BRANO DI ESERCIZIO:
== == ==

Includiamo tutti, pure i morti.

Che problema c’è? Scartabellando nel sito della sua azienda, piuttosto riservato rispetto alla governance (non si trova una biografia del capo nemmeno a scrivergliela sopra a penna) in una generica pagina green si coglie tuttavia un chiaro riferimento alla ginestra di Leopardi, lei sì invincibile e forte, mica come noi umani mortali: «Prendersi cura del mondo per noi significa adottare nuove culture industriali basate sulla collaborazione tra imprese integrate e sul dialogo con l’ambiente». L’ambiente non ci include, evidentemente.

E in questo come non ravvisare una corrispondenza con la drammatica, penultima poesia scritta dal poeta di Recanati, prima di morire (cosa del tutto naturale, morire), ovvero La ginestra, nella quale la natura ci è matrigna, ci esclude, lotta contro di noi.

Proteggiamo l’ambiente, non gli uomini, insomma; stiamo dalla parte del più forte. Della natura fa parte senza dubbio alcuno il Covid-19, prodotto appositamente dalla matrigna per fermare le “magnifiche sorti e progressive” che proprio il nostro Guzzini difende.

Il codice etico

Nel corposissimo codice etico, quello sì agilmente consultabile sul sito dell’Azienda, troviamo altri punti che chi di noi non si sentirebbe di condividere? Sotto il titolo “Partiti politici e lobby” si legge che «la Fratelli Guzzini si impegna ad intrattenere rapporti trasparenti con tutti i partiti politici, esprimendo in modo chiaro il proprio punto di vista sulle questioni di interesse collettivo». Lo ha fatto, in effetti. Bene. La coerenza innanzitutto.

Proseguendo nella lettura, a un legittimo orgoglio della propria gloriosa storia si unisce la capacità di leggere la contemporaneità, come solo i capi d’azienda italiani sanno fare: «Le regole scritte nel presente Codice sono rispettate dalla Fratelli Guzzini da più di cent’anni! (Vi prego di notare il punto esclamativo, è importante!, ndr).

Infatti, fin dalla sua costituzione, che risale al 1912, la Fratelli Guzzini si è impegnata a fondare la propria attività su forti valori umani e solidi principi sociali che nel tempo sono stati aggiornati e sviluppati al fine di adattarli alla continua trasformazione dell’ambiente in cui opera l’azienda».

== == ==

DATI ESTRATTI:
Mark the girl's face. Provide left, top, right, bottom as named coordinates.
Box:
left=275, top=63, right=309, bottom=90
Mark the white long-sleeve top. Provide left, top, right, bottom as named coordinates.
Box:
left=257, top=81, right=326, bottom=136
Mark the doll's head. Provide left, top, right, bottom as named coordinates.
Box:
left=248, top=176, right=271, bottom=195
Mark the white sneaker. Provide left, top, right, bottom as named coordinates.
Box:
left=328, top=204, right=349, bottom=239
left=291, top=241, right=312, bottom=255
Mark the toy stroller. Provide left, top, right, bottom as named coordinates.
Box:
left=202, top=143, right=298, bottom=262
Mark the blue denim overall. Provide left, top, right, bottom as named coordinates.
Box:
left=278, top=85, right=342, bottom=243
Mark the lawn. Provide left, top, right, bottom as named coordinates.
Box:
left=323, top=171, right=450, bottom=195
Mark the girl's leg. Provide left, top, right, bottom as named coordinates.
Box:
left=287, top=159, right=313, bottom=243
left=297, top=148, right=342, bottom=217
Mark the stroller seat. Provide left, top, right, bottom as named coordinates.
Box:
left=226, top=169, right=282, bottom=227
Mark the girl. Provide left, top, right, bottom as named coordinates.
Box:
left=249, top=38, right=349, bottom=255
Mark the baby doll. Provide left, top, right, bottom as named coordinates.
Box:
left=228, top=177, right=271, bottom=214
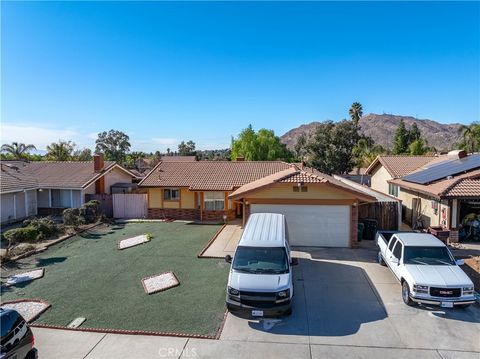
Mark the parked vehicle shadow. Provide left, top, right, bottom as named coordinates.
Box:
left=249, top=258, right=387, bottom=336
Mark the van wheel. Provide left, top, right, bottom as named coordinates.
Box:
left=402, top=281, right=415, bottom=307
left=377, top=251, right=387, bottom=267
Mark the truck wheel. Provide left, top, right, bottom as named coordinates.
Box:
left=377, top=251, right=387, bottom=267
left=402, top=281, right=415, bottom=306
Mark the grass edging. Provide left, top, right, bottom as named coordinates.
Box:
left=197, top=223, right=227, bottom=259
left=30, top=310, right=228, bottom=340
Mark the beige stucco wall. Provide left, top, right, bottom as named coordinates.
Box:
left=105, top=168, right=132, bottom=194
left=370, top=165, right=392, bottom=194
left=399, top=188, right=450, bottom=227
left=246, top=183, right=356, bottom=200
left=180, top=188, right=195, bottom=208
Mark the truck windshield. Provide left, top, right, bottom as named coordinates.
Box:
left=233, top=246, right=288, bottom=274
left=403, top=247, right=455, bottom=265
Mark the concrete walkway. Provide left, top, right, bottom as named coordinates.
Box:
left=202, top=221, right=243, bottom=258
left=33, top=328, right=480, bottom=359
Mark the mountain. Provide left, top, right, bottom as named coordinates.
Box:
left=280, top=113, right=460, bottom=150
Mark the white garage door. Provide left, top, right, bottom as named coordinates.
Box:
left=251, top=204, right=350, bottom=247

== == ==

DA FARE:
• A. In che anno è stata costituita la Fratelli Guzzini, secondo il testo sul suo codice etico?
• B. Prosegui il testo sulla Fratelli Guzzini e il suo codice etico, ripartendo dopo l'ultima frase riportata.

ELENCO RISPOSTE:
• A. Nel 1912.

• B.
E anche questo è coerente con la sua dichiarazione. L’ambiente si è trasformato, c’è il Covid e le persone muoiono a decine di migliaia (in Italia) e quindi sta a noi affrontarlo. Come? Lasciandoli morire; pazienza.

Insomma, sembra tutto un po’ confuso, ma non lo è. Se ascoltiamo il tono e l’accento del Guzzini proprio quando pronuncia la parola “pazienza” sentiremo, nel profondo dell’animo, che non vede eroi, solo vittime, inevitabili vittime.

Quella che potrebbe sembrare l’amara considerazione di un generale di fronte alla consapevolezza che ci sarà un prezzo da pagare per vincere l’ultima battaglia è in realtà una mezza frase smozzicata, con voce debole e atona, priva di qualsiasi retorica.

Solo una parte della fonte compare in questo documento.